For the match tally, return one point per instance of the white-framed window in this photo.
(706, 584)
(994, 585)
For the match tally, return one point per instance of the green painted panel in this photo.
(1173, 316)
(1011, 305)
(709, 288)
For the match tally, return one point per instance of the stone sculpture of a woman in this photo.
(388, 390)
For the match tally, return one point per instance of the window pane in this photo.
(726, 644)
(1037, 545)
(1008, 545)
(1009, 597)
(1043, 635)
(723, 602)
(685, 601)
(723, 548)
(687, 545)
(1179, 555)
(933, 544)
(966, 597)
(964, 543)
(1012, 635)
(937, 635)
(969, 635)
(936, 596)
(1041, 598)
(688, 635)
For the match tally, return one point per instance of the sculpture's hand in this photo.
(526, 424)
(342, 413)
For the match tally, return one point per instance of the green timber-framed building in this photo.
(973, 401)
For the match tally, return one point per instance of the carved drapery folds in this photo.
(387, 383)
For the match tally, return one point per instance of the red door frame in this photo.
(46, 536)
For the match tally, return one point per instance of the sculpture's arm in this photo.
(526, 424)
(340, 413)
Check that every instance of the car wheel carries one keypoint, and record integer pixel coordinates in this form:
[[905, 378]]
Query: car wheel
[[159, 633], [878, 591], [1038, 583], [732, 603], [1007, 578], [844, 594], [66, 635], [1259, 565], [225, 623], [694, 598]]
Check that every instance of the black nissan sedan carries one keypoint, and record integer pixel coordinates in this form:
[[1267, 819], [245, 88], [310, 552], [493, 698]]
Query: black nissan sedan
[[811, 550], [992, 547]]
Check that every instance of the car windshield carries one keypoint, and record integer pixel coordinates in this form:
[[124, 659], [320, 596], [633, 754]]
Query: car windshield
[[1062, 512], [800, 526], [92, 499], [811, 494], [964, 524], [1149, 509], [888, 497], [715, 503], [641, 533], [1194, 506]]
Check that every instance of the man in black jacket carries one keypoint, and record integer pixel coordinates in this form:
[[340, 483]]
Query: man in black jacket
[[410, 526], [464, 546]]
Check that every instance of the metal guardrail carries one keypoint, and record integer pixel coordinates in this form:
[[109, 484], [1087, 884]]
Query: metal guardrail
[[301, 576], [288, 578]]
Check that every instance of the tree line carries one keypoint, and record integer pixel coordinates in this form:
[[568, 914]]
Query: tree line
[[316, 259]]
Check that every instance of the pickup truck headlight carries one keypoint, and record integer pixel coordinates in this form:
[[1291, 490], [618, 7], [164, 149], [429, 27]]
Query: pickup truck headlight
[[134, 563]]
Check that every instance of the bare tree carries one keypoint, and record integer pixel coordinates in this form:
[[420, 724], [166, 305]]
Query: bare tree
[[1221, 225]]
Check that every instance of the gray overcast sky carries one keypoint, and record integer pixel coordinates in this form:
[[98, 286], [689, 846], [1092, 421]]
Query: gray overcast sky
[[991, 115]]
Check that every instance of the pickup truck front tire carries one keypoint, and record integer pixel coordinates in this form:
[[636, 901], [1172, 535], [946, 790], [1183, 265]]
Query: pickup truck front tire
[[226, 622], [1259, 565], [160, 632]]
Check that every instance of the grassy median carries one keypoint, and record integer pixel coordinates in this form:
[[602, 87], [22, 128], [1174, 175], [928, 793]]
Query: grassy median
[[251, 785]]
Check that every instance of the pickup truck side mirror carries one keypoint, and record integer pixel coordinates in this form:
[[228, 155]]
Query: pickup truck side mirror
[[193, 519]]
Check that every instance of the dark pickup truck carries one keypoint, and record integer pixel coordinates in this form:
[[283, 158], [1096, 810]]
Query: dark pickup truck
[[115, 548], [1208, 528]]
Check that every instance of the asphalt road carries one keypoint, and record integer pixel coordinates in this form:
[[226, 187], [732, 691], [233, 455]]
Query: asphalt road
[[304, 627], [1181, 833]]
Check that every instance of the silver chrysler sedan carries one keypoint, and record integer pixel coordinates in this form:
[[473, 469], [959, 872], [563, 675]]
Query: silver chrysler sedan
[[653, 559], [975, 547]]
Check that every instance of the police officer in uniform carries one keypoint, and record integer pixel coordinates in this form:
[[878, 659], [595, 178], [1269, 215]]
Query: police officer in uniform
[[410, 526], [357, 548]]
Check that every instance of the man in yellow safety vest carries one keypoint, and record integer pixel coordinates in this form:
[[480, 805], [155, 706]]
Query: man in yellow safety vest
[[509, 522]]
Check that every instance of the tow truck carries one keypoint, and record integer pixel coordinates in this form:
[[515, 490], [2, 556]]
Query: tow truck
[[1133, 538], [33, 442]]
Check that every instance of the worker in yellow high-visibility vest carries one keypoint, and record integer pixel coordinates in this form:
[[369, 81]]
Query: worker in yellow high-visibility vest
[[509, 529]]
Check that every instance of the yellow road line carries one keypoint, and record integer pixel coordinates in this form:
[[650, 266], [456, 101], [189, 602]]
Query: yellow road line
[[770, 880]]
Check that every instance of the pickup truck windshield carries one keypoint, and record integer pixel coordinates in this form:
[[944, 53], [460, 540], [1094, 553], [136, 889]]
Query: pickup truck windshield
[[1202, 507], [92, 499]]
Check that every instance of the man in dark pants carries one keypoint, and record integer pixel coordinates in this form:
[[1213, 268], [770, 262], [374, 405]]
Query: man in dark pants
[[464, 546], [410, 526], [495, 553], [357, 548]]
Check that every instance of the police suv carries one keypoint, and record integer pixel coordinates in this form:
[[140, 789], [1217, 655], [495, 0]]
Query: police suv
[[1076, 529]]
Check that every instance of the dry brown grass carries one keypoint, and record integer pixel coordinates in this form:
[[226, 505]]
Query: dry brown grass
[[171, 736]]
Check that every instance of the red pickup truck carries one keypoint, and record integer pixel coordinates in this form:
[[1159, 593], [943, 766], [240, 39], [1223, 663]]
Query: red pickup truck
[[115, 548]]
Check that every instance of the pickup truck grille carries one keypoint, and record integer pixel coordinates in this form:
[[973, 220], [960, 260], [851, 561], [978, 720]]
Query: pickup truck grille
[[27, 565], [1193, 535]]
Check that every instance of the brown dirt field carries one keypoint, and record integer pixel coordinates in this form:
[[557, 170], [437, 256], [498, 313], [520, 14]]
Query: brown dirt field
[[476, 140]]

--------------------------------

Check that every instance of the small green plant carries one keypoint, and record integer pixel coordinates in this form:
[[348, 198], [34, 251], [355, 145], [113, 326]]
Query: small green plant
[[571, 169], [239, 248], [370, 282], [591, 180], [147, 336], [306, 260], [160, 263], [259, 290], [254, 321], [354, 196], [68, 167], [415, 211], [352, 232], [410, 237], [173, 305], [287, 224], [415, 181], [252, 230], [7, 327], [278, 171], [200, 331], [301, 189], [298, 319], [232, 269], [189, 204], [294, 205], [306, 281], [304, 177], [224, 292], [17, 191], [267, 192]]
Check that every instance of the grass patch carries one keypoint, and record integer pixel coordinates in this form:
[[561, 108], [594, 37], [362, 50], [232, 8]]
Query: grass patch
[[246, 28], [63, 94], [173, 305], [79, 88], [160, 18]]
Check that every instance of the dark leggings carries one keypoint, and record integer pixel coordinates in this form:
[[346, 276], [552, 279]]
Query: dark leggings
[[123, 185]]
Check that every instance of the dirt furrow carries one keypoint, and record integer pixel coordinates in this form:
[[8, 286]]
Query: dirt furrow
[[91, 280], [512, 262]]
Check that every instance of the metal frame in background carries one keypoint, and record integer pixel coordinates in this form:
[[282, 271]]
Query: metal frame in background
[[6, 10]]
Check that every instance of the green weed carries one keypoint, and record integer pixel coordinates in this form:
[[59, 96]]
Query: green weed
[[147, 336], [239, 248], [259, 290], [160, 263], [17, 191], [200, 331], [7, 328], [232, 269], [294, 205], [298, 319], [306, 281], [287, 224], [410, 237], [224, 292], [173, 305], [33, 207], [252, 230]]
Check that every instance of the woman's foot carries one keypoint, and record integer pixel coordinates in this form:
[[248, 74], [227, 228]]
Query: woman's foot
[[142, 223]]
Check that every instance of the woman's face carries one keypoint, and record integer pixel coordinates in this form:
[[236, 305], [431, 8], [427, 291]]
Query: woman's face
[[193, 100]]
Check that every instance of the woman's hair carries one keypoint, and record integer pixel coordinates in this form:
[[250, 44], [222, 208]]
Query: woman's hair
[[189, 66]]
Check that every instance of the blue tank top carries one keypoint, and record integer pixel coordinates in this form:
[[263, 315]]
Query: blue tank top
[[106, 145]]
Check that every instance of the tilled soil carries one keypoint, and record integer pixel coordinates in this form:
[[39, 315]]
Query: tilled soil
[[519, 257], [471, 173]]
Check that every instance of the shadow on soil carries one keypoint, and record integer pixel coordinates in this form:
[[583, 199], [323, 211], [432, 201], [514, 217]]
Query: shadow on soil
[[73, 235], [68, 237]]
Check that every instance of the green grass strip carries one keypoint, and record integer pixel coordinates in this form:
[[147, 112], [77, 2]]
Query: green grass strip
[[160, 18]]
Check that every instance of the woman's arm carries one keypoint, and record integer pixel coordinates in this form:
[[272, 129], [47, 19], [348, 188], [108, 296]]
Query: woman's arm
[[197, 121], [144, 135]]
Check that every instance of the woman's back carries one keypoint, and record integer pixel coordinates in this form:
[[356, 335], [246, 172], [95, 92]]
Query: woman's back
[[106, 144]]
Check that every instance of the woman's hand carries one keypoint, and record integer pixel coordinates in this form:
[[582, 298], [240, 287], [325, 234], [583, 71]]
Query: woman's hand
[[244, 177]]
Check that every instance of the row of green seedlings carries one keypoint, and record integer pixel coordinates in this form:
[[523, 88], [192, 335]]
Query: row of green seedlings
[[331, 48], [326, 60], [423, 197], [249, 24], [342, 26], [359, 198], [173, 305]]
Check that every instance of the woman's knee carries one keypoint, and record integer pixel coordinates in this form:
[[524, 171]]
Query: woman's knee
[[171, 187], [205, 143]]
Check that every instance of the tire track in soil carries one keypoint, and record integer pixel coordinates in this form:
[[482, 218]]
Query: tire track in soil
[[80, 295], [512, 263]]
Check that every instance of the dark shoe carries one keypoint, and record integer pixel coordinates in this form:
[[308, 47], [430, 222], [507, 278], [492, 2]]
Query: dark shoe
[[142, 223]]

--------------------------------

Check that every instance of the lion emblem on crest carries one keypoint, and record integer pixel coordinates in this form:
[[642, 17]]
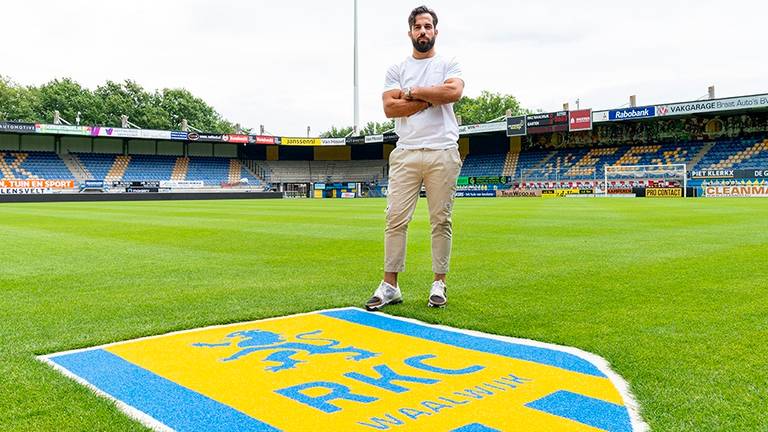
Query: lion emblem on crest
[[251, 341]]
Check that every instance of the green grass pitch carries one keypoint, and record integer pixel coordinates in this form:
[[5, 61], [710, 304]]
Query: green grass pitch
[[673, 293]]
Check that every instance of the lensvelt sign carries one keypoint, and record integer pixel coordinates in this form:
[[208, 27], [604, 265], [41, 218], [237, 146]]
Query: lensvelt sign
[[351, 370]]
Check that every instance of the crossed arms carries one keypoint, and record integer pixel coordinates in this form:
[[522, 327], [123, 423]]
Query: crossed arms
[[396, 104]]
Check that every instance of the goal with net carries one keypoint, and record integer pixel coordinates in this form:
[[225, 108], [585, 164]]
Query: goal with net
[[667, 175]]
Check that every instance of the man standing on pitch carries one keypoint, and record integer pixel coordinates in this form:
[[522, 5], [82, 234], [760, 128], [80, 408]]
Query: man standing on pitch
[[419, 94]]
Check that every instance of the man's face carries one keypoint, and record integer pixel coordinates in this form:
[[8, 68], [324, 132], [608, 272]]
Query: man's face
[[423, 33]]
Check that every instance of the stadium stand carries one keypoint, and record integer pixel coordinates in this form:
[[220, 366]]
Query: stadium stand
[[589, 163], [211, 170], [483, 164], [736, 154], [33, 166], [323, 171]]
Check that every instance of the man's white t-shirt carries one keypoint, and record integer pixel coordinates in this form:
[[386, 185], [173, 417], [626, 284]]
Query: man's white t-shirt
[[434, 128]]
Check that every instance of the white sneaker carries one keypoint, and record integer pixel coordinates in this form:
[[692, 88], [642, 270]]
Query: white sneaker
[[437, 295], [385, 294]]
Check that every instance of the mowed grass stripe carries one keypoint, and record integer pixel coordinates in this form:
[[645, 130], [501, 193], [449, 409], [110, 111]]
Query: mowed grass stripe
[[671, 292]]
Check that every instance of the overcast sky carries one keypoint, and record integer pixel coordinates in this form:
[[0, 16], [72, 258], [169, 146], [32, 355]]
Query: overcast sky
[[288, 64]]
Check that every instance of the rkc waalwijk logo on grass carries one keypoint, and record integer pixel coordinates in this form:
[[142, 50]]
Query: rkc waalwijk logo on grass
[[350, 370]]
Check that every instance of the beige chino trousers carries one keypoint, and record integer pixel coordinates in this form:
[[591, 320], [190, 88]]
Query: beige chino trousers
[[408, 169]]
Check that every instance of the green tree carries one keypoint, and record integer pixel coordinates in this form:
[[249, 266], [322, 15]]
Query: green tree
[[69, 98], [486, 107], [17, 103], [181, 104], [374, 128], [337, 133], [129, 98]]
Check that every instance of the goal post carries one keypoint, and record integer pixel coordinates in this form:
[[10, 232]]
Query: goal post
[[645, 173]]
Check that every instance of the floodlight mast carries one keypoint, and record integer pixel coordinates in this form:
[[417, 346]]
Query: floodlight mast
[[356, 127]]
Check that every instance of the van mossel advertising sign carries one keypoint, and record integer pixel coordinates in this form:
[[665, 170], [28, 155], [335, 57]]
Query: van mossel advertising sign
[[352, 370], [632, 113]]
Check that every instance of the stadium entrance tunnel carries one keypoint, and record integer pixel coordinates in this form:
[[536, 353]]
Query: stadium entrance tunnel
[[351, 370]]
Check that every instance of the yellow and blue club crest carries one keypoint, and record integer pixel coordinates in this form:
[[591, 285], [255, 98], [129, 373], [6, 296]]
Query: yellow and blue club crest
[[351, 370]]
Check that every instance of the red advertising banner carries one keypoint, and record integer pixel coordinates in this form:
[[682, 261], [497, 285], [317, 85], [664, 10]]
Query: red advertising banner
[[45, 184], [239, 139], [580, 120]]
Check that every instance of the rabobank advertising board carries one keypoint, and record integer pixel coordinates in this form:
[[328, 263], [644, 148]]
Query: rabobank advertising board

--------------------------------

Note how many lines in the listing above contain the word "rabobank" and give only that number.

Response to this task:
2